* **TASK DETAILS**:
An exact transcription of every record below is required, with the pictures left out.

------ RECORDS FOR THE TASK

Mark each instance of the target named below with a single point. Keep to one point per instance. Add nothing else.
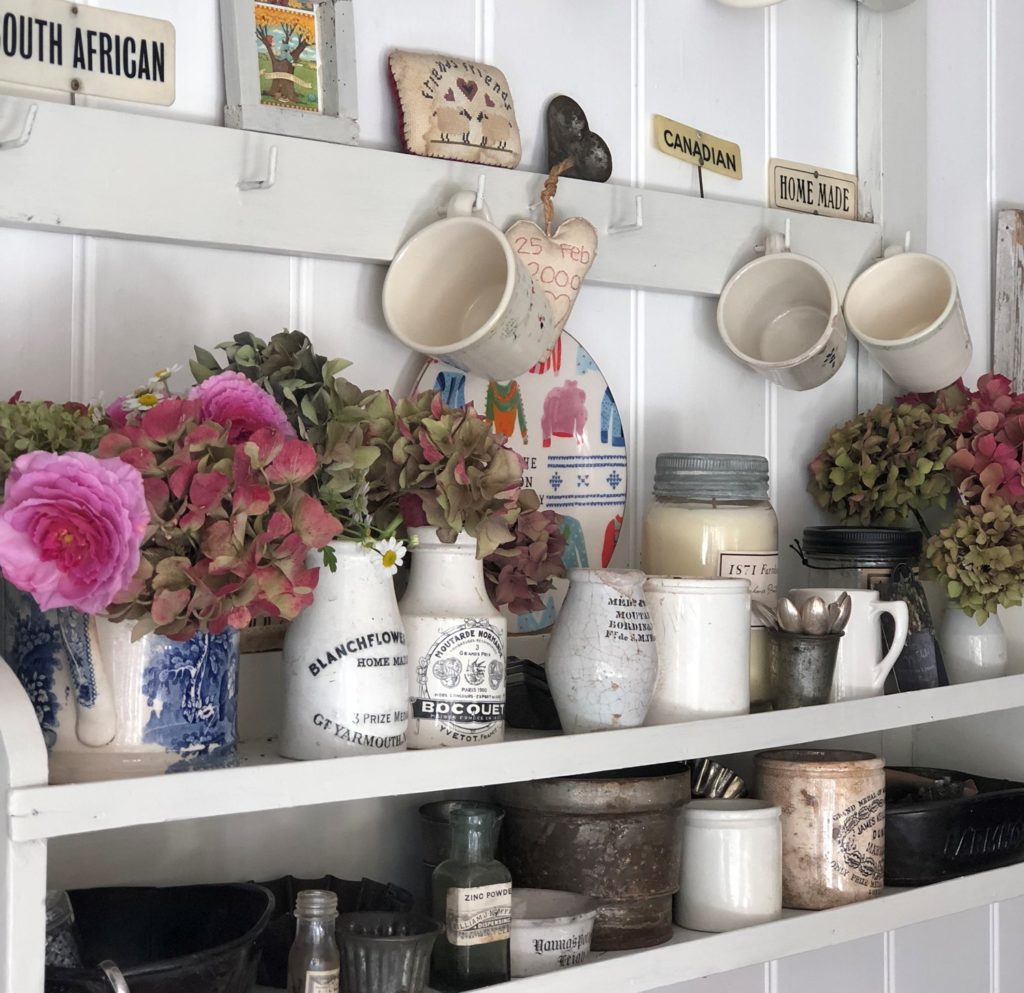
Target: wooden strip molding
(1008, 346)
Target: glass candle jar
(857, 558)
(712, 517)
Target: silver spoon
(788, 615)
(765, 614)
(814, 616)
(844, 606)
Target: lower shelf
(691, 954)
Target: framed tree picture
(290, 68)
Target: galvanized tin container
(611, 835)
(834, 823)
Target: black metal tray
(932, 839)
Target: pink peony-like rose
(230, 397)
(71, 528)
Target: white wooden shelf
(121, 175)
(691, 954)
(266, 782)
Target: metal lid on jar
(682, 474)
(863, 544)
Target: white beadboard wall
(85, 316)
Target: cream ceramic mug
(906, 311)
(457, 291)
(780, 315)
(861, 665)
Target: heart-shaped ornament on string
(559, 263)
(569, 137)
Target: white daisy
(392, 553)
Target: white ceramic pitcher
(862, 664)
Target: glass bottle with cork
(712, 517)
(313, 962)
(472, 894)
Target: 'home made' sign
(86, 50)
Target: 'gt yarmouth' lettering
(36, 39)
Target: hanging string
(550, 187)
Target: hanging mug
(906, 311)
(862, 664)
(780, 315)
(458, 292)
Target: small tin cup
(801, 667)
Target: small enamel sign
(813, 190)
(697, 147)
(74, 48)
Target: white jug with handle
(862, 663)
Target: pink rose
(71, 528)
(230, 397)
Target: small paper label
(326, 982)
(478, 915)
(812, 189)
(760, 568)
(701, 148)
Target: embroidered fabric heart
(558, 264)
(569, 134)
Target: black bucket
(174, 940)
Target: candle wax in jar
(731, 540)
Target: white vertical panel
(549, 48)
(741, 981)
(1010, 920)
(816, 82)
(856, 966)
(705, 67)
(958, 135)
(946, 955)
(154, 302)
(448, 27)
(36, 297)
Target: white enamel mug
(780, 315)
(457, 291)
(862, 665)
(906, 311)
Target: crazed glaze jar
(731, 872)
(834, 823)
(712, 517)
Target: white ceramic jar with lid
(712, 517)
(731, 869)
(704, 647)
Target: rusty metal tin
(834, 810)
(610, 835)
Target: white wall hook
(635, 226)
(775, 242)
(271, 174)
(892, 250)
(23, 138)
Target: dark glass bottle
(472, 894)
(313, 962)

------------

* **TASK RESULT**:
Mark each instance of the target named below with a single point. Keep to one point per instance. Add nothing else.
Target: wooden strip molding
(1008, 346)
Target: glass candle jar
(857, 558)
(712, 517)
Target: silver spoon
(788, 615)
(765, 614)
(814, 616)
(844, 606)
Target: lower shelf
(691, 954)
Target: framed tree picture
(290, 68)
Target: galvanized tin container
(611, 835)
(834, 823)
Target: black metal tray
(932, 839)
Target: pink peony-like rose
(230, 397)
(71, 528)
Target: white wooden shelf
(121, 175)
(691, 954)
(266, 782)
Target: metal lid on jar
(682, 474)
(863, 544)
Target: white beadboard wall
(85, 316)
Target: cream ceramic mug
(906, 311)
(457, 291)
(780, 315)
(861, 665)
Target: heart-shaped ornament on string
(559, 263)
(569, 137)
Target: white daisy
(392, 553)
Target: white ceramic pitcher
(862, 664)
Target: glass bottle with cork
(712, 517)
(313, 962)
(472, 894)
Target: 'home made' sign
(86, 50)
Target: 'gt yarmouth' lettering
(36, 39)
Target: hanging string
(550, 187)
Target: hanging mug
(906, 311)
(862, 664)
(780, 315)
(458, 292)
Target: small tin cup
(801, 667)
Target: small enamel sign
(813, 190)
(697, 147)
(74, 48)
Target: white jug with handle
(862, 663)
Target: pink rose
(71, 528)
(230, 397)
Target: small paper label
(326, 982)
(478, 915)
(812, 189)
(760, 568)
(701, 148)
Target: embroidered fabric heart
(558, 264)
(569, 134)
Target: black bucket
(174, 940)
Target: candle wax in jar
(731, 540)
Target: white vertical panel
(549, 48)
(741, 981)
(1010, 920)
(816, 82)
(856, 966)
(705, 67)
(958, 135)
(946, 955)
(154, 302)
(448, 27)
(36, 297)
Target: white enamel mug
(780, 315)
(457, 291)
(862, 665)
(906, 311)
Target: crazed glaze jar
(731, 872)
(834, 823)
(712, 517)
Target: white ceramic jar with lid
(712, 517)
(731, 869)
(704, 647)
Target: rusty metal tin
(834, 810)
(610, 835)
Target: white wall hook
(635, 226)
(775, 242)
(271, 174)
(892, 250)
(23, 138)
Target: dark glass bottle
(472, 894)
(313, 962)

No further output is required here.